__OBJETIVOS__
(a) Reproduza o trecho da entrevista sobre reforma tributária que vai de "ROBERTO QUIROGA" até "como a atual.", renomeando "secretário" como "chefe".
(b) Na entrevista sobre reforma tributária, resuma o parágrafo que começa com "A grande dificuldade é que há uma grande confusão", mantendo seus fatos principais.
(c) Retome a entrevista sobre reforma tributária e prossiga a partir do ponto em que ela termina.

__TEXTO DE ORIGEM__
____________

DINHEIRO ? Assim que o presidente Lula foi reeleito, voltou-se a falar sobre reforma fiscal. Desta vez, ela sai?
ROBERTO QUIROGA
? A grande dificuldade é que há uma grande confusão sobre o assunto. Todos falam em reforma fiscal e tributária há mais de 20 anos, mas cada um tem um significado para isso. No governo Fernando Henrique Cardoso, essa sanha baixou um pouco porque o secretário da Receita Federal Everardo Maciel direcionou os esforços para mudanças na legislação ordinária, e não na Constituição. O atual secretário da Receita, Jorge Rachid, manteve a política de arrecadação com a mesma competência. Isso levou o governo a uma situação relativamente cômoda do ponto de vista da receita tributária. Nunca, nos últimos 15 anos, o País teve uma situação tributária tão favorável como a atual.

DINHEIRO ? Qual a conseqüência disso?
QUIROGA
? A conseqüência é que o governo não quer a reforma tributária. Neste ano, até setembro, o governo arrecadou com tributos cerca de R$ 290 bilhões. Projetando esse resultado até o final do ano, o número atinge R$ 370 bilhões. Enfim, o governo tem mantido uma estabilidade (e até aumento) da receita tributária.

____________

__REGISTROS FORNECIDOS__

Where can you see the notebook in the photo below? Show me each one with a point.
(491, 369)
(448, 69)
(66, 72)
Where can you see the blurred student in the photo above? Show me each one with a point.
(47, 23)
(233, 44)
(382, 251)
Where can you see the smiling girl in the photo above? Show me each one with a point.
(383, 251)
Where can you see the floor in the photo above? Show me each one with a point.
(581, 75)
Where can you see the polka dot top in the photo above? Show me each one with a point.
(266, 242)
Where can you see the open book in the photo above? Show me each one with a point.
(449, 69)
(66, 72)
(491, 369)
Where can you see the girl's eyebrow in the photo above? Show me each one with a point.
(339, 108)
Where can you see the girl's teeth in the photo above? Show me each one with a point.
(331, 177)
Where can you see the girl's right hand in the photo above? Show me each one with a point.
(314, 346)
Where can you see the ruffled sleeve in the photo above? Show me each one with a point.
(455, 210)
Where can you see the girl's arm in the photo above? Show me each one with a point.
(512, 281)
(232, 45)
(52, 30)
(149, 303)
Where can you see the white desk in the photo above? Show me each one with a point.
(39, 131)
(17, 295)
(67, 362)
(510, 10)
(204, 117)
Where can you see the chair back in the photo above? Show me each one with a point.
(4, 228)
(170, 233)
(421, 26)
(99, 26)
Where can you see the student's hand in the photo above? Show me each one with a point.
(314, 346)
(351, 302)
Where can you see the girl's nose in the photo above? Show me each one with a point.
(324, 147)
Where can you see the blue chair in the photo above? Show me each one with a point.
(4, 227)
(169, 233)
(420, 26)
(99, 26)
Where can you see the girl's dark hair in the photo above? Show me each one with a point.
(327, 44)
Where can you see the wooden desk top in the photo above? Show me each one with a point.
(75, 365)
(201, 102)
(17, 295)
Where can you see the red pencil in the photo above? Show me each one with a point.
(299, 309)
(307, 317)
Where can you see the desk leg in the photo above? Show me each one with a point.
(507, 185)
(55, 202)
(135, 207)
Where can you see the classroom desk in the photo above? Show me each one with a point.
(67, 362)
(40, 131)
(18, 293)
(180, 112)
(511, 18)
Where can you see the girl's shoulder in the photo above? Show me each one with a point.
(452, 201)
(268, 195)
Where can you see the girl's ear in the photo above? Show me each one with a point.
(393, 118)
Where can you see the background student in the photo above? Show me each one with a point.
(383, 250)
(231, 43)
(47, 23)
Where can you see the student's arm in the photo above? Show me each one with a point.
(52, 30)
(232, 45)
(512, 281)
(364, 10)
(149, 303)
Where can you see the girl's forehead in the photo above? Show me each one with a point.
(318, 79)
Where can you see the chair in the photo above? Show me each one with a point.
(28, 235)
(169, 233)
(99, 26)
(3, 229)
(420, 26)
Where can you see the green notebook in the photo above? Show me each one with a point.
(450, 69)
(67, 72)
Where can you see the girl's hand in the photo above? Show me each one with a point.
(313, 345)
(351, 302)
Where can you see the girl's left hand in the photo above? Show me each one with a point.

____________

__RESPOSTAS EM ORDEM__
(a)
ROBERTO QUIROGA
? A grande dificuldade é que há uma grande confusão sobre o assunto. Todos falam em reforma fiscal e tributária há mais de 20 anos, mas cada um tem um significado para isso. No governo Fernando Henrique Cardoso, essa sanha baixou um pouco porque o chefe da Receita Federal Everardo Maciel direcionou os esforços para mudanças na legislação ordinária, e não na Constituição. O atual chefe da Receita, Jorge Rachid, manteve a política de arrecadação com a mesma competência. Isso levou o governo a uma situação relativamente cômoda do ponto de vista da receita tributária. Nunca, nos últimos 15 anos, o País teve uma situação tributária tão favorável como a atual.

(b) Há grande confusão sobre reforma fiscal e tributária: fala-se dela há mais de 20 anos, mas cada um lhe dá um significado. No governo Fernando Henrique Cardoso, o tema perdeu força porque o secretário da Receita Federal Everardo Maciel priorizou mudanças na legislação ordinária, e não na Constituição. O atual secretário, Jorge Rachid, manteve a política de arrecadação com a mesma competência, o que deixou o governo numa situação relativamente cômoda quanto à receita tributária. Nunca, nos últimos 15 anos, a situação tributária do País foi tão favorável.

(c)
DINHEIRO ? Como ele conseguiu isso?
QUIROGA
? São basicamente quatro fatores. Um: a economia tem crescido. Timidamente, é verdade, mas puxa a arrecadação para cima. Dois: a Receita Federal reduziu a sonegação, com mais fiscalização, ações de impacto em empresas, como Schincariol e Daslu, e o acompanhamento da CPMF, que identifica movimentações financeiras atípicas. Três: o estoque de prejuízos das empresas praticamente desapareceu nos últimos anos, o que não permite a dedução nos impostos. O mesmo aconteceu com os grandes bancos que tinham muitos créditos fiscais oriundos de instituições que eles haviam comprado. E, por último: as empresas esgotaram recursos de planejamento tributário, pois os últimos governos fecharam as brechas que possibilitavam essas manobras.

DINHEIRO ? Se o governo não quer a reforma tributária, qual será a saída para essa questão?
QUIROGA
? O governo quer a reforma fiscal. Essa engloba alterações na ponta das receitas e na ponta das despesas. Mas mesmo aí existe uma controvérsia.

DINHEIRO ? Qual é?
QUIROGA
? Todos concordam em reduzir os gastos federais. Mas para os empresários da Fiesp, por exemplo, isso deve ser feito para que a carga tributária seja reduzida e se desonere a produção. Do ponto de vista do governo, a redução das despesas deve acontecer para que sobre dinheiro que possibilite o aumento dos investimentos públicos. Uma coisa é certa: o governo não baixará a carga tributária se não tiver certeza que pode reduzir as despesas.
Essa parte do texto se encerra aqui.